- Document extract -
___

The reverse VAT changes that have recently come into effect are predicted to negatively impact subcontractor cash flows for the next two to three months. In fact there was an industry campaign launched in February 2021 to try stop its implementation. The primary argument for this is that companies are already being hit hard by Brexit changes such as supply shortages and prices increases. Plus many companies are still feeling the impacts of the pandemic. The general feeling is that now is not the time to implement a change that will only add to the cash flow pressures in the short term.
While all of this may be true, another side of the argument may be that there will never be a good time to implement policies that will affect cash flow. As it is the industry is not known for its high profit margins or on-time payments. Deferring the implementation of the new reverse VAT may give subcontractors a bit of a breather now, but it won’t be any easier when it eventually is implemented.

___

- Record set -
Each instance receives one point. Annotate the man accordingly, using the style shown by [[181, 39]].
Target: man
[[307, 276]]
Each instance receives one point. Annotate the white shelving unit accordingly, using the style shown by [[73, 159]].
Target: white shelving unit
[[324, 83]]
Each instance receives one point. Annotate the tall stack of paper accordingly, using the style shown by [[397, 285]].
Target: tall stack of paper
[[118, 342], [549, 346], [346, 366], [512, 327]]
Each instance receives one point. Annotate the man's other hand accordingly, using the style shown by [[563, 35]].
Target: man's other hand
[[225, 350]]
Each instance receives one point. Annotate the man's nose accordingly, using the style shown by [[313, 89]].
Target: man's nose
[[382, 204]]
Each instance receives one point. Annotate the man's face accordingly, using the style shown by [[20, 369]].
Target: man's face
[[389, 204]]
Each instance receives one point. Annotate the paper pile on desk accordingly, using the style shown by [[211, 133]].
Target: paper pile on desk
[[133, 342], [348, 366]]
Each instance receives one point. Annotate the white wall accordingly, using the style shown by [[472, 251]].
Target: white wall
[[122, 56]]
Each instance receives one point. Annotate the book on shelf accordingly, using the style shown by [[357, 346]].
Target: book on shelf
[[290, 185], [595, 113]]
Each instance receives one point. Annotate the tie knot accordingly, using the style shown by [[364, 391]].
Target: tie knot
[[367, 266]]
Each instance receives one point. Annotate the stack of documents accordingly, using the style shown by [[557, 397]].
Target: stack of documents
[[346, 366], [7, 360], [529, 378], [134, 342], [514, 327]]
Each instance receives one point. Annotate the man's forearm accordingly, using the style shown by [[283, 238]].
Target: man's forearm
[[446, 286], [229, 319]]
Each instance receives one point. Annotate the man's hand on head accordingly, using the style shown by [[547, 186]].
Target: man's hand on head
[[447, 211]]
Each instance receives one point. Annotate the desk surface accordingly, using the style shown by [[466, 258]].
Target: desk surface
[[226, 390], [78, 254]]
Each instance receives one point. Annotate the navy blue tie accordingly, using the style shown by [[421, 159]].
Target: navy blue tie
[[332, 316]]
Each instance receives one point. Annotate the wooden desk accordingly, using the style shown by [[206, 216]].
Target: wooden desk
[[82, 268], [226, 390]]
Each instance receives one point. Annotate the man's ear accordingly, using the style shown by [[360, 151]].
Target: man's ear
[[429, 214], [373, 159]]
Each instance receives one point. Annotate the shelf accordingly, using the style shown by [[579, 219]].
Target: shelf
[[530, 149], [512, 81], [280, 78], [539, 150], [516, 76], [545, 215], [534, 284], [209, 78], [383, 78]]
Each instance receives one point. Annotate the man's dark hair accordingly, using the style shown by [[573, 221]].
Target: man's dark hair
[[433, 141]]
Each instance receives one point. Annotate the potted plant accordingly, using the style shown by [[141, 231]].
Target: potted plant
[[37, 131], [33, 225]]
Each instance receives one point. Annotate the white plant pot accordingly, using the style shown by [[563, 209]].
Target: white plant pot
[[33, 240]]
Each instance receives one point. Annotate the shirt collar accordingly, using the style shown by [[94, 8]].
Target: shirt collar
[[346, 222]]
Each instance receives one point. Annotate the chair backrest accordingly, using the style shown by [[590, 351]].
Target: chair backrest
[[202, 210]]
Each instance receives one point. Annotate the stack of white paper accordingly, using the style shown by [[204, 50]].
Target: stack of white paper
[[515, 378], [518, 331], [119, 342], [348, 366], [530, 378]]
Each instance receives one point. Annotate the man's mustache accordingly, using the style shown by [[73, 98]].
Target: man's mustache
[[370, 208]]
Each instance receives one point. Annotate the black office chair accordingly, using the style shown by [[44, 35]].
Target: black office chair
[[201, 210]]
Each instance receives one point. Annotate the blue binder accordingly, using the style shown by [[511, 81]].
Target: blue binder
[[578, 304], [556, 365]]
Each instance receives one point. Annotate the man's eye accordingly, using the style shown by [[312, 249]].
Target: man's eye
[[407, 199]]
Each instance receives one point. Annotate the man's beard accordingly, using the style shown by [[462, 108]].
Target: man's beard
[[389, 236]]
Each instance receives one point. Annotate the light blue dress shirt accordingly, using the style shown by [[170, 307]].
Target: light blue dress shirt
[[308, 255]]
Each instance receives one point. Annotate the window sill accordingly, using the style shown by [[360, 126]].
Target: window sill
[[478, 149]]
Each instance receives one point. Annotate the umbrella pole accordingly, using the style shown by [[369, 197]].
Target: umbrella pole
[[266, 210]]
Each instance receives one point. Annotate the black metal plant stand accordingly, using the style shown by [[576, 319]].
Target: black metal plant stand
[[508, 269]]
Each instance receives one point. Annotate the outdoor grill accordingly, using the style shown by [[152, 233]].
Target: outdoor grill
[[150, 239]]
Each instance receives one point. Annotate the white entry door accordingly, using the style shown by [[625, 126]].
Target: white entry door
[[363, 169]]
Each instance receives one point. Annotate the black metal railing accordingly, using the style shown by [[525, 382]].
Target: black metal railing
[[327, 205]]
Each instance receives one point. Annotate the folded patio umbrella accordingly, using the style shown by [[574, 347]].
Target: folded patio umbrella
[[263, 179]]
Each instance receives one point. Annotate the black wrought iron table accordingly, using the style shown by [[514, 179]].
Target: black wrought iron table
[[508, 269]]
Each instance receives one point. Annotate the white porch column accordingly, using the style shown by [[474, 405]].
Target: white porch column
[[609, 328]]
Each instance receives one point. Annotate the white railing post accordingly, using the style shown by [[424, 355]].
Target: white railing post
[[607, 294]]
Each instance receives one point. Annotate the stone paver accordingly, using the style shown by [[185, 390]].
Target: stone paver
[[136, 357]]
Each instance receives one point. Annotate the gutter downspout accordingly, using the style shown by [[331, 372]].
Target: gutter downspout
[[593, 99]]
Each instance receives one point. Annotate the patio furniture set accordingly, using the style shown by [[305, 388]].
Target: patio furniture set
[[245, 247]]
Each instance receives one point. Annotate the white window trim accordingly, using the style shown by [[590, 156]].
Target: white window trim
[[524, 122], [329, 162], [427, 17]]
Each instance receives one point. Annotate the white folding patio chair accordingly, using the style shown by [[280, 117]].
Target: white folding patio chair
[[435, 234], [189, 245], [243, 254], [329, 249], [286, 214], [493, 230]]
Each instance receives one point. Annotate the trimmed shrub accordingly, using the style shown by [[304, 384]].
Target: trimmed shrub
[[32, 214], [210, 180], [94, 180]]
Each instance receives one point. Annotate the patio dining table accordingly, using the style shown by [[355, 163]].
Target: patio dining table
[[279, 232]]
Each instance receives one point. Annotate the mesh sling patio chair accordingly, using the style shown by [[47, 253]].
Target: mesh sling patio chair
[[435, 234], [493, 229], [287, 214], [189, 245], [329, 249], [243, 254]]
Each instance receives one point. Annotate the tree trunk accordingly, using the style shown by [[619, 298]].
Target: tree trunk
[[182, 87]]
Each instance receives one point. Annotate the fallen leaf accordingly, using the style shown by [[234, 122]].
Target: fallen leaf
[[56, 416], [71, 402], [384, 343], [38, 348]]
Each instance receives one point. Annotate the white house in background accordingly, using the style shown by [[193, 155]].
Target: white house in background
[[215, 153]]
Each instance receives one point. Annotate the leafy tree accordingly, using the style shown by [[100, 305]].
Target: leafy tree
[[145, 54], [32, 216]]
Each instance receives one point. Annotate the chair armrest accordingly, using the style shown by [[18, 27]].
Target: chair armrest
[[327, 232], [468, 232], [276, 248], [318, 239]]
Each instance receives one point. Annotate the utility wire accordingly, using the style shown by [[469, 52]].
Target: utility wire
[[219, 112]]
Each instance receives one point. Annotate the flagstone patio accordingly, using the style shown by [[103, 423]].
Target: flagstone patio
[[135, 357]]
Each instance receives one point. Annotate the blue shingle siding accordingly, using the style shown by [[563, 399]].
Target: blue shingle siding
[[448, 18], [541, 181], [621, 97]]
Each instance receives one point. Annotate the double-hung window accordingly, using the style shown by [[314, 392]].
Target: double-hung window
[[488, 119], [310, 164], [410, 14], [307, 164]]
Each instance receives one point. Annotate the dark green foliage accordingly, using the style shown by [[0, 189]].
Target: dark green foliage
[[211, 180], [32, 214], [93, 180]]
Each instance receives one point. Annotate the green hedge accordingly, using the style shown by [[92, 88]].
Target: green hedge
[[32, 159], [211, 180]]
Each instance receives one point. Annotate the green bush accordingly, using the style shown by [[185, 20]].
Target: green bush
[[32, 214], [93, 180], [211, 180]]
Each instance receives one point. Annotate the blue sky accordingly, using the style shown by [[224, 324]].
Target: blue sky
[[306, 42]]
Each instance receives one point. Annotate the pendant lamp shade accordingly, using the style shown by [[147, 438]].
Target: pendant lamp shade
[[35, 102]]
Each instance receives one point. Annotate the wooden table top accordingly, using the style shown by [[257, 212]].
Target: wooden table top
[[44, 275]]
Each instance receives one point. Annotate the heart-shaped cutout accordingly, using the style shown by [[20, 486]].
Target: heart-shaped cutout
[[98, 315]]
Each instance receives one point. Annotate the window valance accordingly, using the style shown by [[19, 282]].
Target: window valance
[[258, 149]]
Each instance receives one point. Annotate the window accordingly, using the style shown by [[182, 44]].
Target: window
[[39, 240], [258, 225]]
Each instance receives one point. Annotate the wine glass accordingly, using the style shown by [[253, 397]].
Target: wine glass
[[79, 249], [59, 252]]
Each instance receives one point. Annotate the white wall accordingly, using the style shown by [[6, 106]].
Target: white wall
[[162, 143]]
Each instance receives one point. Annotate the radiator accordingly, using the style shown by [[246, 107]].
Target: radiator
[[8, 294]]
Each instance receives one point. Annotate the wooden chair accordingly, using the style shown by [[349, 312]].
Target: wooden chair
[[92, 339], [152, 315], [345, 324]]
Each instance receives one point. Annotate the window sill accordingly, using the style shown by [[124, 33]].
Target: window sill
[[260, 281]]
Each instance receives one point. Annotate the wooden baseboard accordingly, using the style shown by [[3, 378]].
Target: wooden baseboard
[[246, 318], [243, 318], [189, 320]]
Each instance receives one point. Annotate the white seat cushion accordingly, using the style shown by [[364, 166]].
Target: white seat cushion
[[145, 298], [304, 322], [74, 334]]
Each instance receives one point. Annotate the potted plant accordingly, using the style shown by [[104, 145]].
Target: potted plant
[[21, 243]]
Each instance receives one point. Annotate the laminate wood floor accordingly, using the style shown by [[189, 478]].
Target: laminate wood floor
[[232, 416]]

___

- Assignment -
Continue the passage on the reverse VAT changes and subcontractor cash flow after its last sentence. The items were drawn from an unrelated source.

- Exercise answer -
While it is true that smaller firms are more likely to feel the pinch, it must be remembered that the VAT change has been on the cards for years and has already been deferred twice. In October 2019 and again in March 2020. Treasury argues that this new form of VAT collection for the construction industry will be more effective as VAT will only be collected once from the client when invoiced by the main contractor. It is estimated that the increase in tax revenues received should be around £100 million. Previously all subcontractors added VAT to their invoices and benefitted from the added cash flow until it was payable. This will no longer be the case unless they are working directly for the end client.
Another concern raised is how the change will be administered. There is a strong likelihood of errors occurring and this could cause even further delays in payments as companies wrangle over correct invoicing procedures. It’s certainly going to be a few challenging months ahead for accounts departments. Some construction firms have made provision for this shortfall in cash flow, by streamlining expenses and ensuring they have cash reserves. Others have secured government loans to ensure that they can continue operating effectively while navigating the new changes. Whether this will result in better VAT revenues is yet to be seen, and hopefully somewhere in the process construction firms can take this opportunity to transform into a more resilient business.